**Problem to work on**
Transcribe each of the entries exactly.

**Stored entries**
== Segment start ==

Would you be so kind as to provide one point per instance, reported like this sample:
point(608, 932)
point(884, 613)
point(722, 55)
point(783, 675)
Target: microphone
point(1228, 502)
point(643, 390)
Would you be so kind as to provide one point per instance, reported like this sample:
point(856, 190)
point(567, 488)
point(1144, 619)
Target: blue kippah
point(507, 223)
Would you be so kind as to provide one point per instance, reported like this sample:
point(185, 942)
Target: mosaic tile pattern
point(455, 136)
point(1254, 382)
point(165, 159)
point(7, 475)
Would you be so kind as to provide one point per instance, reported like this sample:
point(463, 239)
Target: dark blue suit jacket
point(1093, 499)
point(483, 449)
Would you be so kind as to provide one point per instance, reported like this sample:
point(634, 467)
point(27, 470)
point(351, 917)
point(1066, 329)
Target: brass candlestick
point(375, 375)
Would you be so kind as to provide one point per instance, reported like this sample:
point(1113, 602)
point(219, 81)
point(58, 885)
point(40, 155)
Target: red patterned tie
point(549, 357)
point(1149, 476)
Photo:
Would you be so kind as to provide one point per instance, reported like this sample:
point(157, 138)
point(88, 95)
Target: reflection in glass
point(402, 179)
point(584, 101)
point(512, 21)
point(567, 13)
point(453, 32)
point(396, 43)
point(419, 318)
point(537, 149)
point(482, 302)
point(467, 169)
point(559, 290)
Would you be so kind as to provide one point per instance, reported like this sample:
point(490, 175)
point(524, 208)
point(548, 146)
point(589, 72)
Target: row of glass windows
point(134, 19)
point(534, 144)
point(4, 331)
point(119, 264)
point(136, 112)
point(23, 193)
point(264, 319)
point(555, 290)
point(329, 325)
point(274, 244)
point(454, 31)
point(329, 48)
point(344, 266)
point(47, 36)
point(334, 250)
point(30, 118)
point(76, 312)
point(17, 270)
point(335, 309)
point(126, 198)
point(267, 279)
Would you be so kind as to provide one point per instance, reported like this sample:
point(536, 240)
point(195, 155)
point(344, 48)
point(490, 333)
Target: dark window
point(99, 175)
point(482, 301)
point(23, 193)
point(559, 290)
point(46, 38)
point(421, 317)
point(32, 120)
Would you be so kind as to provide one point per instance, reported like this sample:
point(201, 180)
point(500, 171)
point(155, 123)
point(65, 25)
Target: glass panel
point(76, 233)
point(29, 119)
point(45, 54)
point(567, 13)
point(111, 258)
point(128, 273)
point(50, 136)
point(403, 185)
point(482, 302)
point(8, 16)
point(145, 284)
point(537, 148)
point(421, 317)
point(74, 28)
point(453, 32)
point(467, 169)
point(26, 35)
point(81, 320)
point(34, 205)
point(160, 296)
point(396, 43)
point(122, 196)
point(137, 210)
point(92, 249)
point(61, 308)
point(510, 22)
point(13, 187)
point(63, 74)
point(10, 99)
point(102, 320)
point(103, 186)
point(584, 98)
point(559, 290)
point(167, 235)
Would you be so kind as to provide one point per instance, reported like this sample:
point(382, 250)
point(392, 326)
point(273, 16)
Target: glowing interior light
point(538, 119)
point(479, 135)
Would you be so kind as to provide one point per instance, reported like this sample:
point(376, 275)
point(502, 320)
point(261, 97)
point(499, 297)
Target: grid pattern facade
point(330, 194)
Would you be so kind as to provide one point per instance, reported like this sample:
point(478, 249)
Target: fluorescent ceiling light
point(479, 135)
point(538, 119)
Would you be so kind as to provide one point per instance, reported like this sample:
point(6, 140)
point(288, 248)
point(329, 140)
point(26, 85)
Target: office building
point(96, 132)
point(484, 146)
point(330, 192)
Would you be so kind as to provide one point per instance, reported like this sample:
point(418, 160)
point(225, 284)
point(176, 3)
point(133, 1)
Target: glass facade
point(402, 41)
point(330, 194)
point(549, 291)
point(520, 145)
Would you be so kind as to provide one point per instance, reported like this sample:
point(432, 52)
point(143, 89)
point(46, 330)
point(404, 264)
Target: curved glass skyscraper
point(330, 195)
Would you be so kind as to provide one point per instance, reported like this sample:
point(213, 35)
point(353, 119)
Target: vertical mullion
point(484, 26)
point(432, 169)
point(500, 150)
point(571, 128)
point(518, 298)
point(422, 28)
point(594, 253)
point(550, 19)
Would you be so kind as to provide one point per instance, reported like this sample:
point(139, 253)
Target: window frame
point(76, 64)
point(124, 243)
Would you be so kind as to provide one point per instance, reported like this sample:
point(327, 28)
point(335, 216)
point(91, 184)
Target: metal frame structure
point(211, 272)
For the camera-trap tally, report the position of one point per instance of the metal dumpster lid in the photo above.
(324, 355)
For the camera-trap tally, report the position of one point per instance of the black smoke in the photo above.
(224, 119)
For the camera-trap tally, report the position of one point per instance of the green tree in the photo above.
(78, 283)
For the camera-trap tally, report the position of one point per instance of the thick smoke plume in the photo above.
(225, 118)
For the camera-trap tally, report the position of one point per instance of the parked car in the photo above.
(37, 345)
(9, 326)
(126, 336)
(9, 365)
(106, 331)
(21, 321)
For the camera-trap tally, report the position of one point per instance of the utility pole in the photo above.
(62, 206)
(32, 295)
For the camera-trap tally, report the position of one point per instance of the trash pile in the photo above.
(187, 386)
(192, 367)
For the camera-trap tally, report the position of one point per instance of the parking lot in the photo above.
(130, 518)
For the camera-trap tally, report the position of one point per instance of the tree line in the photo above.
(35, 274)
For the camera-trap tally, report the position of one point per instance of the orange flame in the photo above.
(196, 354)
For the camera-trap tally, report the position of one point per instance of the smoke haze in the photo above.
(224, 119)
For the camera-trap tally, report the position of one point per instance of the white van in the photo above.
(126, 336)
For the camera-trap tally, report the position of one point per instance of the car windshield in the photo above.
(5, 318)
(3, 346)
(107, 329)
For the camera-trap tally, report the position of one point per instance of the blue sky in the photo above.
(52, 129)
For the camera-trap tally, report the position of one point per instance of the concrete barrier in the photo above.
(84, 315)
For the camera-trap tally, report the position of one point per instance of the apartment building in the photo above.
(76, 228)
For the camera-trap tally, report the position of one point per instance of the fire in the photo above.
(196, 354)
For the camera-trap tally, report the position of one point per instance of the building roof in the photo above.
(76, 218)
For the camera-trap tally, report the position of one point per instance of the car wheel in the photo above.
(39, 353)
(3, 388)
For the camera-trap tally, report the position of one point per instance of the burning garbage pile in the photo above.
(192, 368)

== Segment end ==

**Your response**
Would you be so kind as to provide one point per instance, reported like this sample:
point(608, 932)
point(884, 613)
point(722, 55)
point(783, 675)
Target: microphone
point(1228, 502)
point(643, 390)
Would you be so kind as to provide one point per instance, reported like this sample:
point(856, 190)
point(567, 488)
point(1144, 619)
Target: blue kippah
point(507, 223)
Would you be so kind as to provide one point per instance, reported like this sample:
point(185, 942)
Target: mosaic tile pattern
point(455, 136)
point(1254, 382)
point(165, 159)
point(7, 475)
Would you be so kind as to provide one point per instance, reported like this sample:
point(463, 239)
Target: dark blue suit jacket
point(1093, 499)
point(483, 449)
Would you be so kind as to provide one point per instance, reported like this sample:
point(634, 467)
point(27, 470)
point(351, 917)
point(1066, 329)
Target: brass candlestick
point(375, 375)
Would you be so kind as to provide one point per instance, reported like this sample:
point(1113, 602)
point(219, 81)
point(58, 885)
point(40, 155)
Target: red patterned tie
point(549, 357)
point(1149, 476)
Photo:
Would you be so kind as to provide one point per instance, reported like this sample:
point(157, 138)
point(88, 95)
Target: reflection in glass
point(402, 179)
point(584, 101)
point(512, 21)
point(567, 13)
point(453, 32)
point(396, 43)
point(419, 318)
point(537, 149)
point(482, 302)
point(467, 169)
point(559, 290)
Would you be so kind as to provide one point per instance, reported like this sample:
point(490, 175)
point(524, 208)
point(548, 146)
point(589, 72)
Target: row of glass windows
point(134, 19)
point(534, 144)
point(4, 331)
point(119, 264)
point(136, 112)
point(23, 193)
point(264, 319)
point(555, 290)
point(329, 325)
point(274, 244)
point(454, 31)
point(329, 48)
point(344, 266)
point(47, 36)
point(334, 250)
point(30, 118)
point(76, 312)
point(17, 270)
point(335, 309)
point(126, 198)
point(267, 279)
Would you be so kind as to provide one point per instance, reported like this sample:
point(536, 240)
point(195, 155)
point(344, 48)
point(490, 333)
Target: dark window
point(99, 175)
point(482, 301)
point(23, 193)
point(559, 290)
point(46, 38)
point(421, 317)
point(32, 120)
Would you be so kind as to provide one point per instance, reported like this sample:
point(201, 180)
point(500, 171)
point(155, 123)
point(65, 25)
Target: glass panel
point(76, 233)
point(29, 119)
point(45, 54)
point(567, 13)
point(111, 258)
point(128, 273)
point(50, 136)
point(403, 185)
point(482, 302)
point(8, 16)
point(145, 284)
point(537, 148)
point(421, 317)
point(74, 28)
point(453, 32)
point(467, 169)
point(26, 35)
point(81, 320)
point(34, 205)
point(160, 296)
point(396, 43)
point(122, 196)
point(137, 210)
point(92, 249)
point(61, 308)
point(510, 22)
point(13, 187)
point(63, 74)
point(10, 99)
point(102, 320)
point(103, 186)
point(584, 98)
point(559, 290)
point(167, 235)
Would you be so kind as to provide one point per instance, reported like this sample:
point(382, 250)
point(392, 326)
point(273, 16)
Target: glowing interior light
point(538, 119)
point(479, 135)
Would you be so kind as to provide one point per instance, reported like this sample:
point(376, 275)
point(502, 320)
point(261, 97)
point(499, 297)
Target: grid pattern facade
point(330, 194)
Would you be so kind as to provide one point per instance, reported like this sample:
point(478, 249)
Target: fluorescent ceiling light
point(479, 135)
point(538, 119)
Would you be so kind as to provide one point per instance, reported like this sample:
point(6, 140)
point(288, 248)
point(329, 140)
point(26, 85)
Target: office building
point(96, 132)
point(484, 146)
point(330, 192)
Would you be so kind as to provide one point per instance, reported like this sample:
point(418, 160)
point(225, 284)
point(176, 3)
point(133, 1)
Target: glass facade
point(402, 41)
point(330, 194)
point(549, 291)
point(520, 145)
Would you be so kind as to provide one point per instance, reported like this sample:
point(432, 52)
point(143, 89)
point(46, 330)
point(404, 264)
Target: curved glass skyscraper
point(330, 195)
Would you be so kind as to provide one point per instance, reported like this sample:
point(213, 35)
point(353, 119)
Target: vertical mullion
point(484, 26)
point(432, 169)
point(500, 150)
point(571, 128)
point(518, 298)
point(422, 28)
point(594, 253)
point(550, 19)
Would you be so kind as to provide one point per instance, reported like this sample:
point(139, 253)
Target: window frame
point(76, 64)
point(124, 243)
Would you be so kind as to provide one point per instance, reported like this sample:
point(327, 28)
point(335, 216)
point(91, 184)
Target: metal frame structure
point(211, 272)
For the camera-trap tally, report the position of one point per instance of the metal dumpster lid in the photo above.
(324, 355)
For the camera-trap tally, report the position of one point per instance of the black smoke in the photo above.
(224, 119)
For the camera-trap tally, report the position of one point per instance of the green tree in the photo above.
(78, 283)
For the camera-trap tally, report the position of one point per instance of the thick smoke plume in the photo above.
(225, 118)
For the camera-trap tally, report the position of one point per instance of the parked car in the photo above.
(37, 345)
(9, 326)
(126, 336)
(9, 365)
(106, 331)
(21, 321)
For the camera-trap tally, report the position of one point per instance of the utility pole in the photo above.
(62, 206)
(32, 295)
For the camera-trap tally, report the position of one point per instance of the trash pile in the photo above.
(187, 386)
(192, 367)
For the camera-trap tally, report the position of one point per instance of the parking lot in the photo above.
(130, 518)
For the camera-trap tally, report the position of one point per instance of the tree line in the photo above.
(35, 274)
For the camera-trap tally, report the position of one point per instance of the orange flame in the photo above.
(196, 354)
For the camera-trap tally, report the position of one point per instance of the smoke haze in the photo above.
(224, 119)
For the camera-trap tally, report the position of one point per instance of the white van in the photo above.
(126, 336)
For the camera-trap tally, report the position of one point per instance of the car windshield in the photo above.
(5, 318)
(3, 346)
(107, 329)
For the camera-trap tally, report the position of one point per instance of the blue sky in the photo above.
(52, 129)
For the camera-trap tally, report the position of one point per instance of the concrete barrier in the photo above.
(84, 315)
For the camera-trap tally, report the position of one point per instance of the apartment building in the photo above.
(76, 228)
For the camera-trap tally, report the position of one point per instance of the fire in the photo above.
(196, 354)
For the camera-trap tally, report the position of one point per instance of the building roof in the photo above.
(76, 218)
For the camera-trap tally, report the position of one point per instance of the car wheel in the photo above.
(39, 353)
(3, 388)
For the camera-trap tally, report the position of one point per instance of the burning garbage pile in the photo above.
(192, 368)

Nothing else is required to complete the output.